* Problem
Extract every line of the rows below that contains the string "woman". Matching is case-sensitive.

Annotated coordinate records:
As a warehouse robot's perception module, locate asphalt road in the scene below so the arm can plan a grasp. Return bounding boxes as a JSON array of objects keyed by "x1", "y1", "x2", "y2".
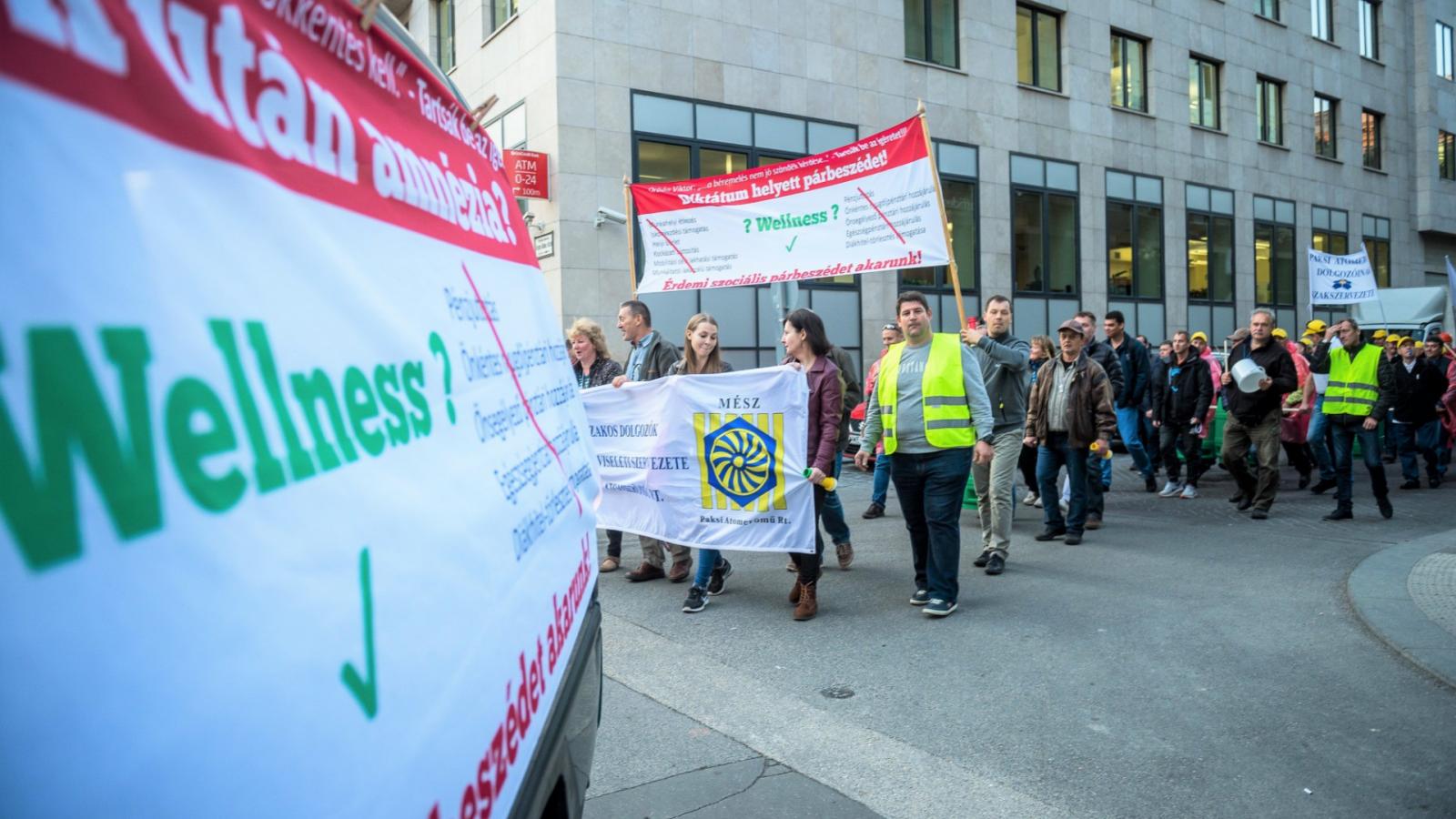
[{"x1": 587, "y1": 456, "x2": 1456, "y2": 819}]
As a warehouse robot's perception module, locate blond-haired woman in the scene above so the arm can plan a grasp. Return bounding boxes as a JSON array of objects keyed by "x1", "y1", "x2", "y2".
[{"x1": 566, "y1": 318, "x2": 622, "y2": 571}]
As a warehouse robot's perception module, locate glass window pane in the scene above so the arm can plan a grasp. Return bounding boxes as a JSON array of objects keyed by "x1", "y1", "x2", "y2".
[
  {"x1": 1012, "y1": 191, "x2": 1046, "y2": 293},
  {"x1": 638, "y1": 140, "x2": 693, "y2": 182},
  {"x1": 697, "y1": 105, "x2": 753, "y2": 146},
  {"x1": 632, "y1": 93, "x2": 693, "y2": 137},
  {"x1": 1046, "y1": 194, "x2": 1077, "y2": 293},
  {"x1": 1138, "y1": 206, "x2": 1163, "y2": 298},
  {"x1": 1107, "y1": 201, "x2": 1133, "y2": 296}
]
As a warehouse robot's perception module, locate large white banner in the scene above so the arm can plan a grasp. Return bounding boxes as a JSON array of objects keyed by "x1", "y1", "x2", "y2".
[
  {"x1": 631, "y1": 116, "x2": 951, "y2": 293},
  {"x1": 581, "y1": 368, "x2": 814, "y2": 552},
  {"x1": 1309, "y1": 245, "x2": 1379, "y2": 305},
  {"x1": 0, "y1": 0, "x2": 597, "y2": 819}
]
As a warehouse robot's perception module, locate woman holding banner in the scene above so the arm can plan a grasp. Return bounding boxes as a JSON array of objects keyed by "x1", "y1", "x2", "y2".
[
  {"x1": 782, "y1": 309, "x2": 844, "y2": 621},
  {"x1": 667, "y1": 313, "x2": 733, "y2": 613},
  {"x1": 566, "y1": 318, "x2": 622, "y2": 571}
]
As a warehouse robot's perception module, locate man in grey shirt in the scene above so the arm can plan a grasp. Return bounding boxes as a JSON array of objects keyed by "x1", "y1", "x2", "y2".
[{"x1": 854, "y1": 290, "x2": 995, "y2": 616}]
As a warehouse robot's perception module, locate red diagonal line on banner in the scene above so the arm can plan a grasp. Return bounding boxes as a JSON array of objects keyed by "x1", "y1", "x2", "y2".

* Complete answer
As a warehouse robot's perception module, locate blond-haired woman in the scene above so the arm can plan a grasp. Return bounding boxes as a JSON array of objects keyed by "x1", "y1", "x2", "y2".
As a warehouse robot's perception module, locate woman holding banner in the scene above so the arm can plan a grasp. Return bounding boxes as a JSON array of objects keyed by "x1", "y1", "x2", "y2".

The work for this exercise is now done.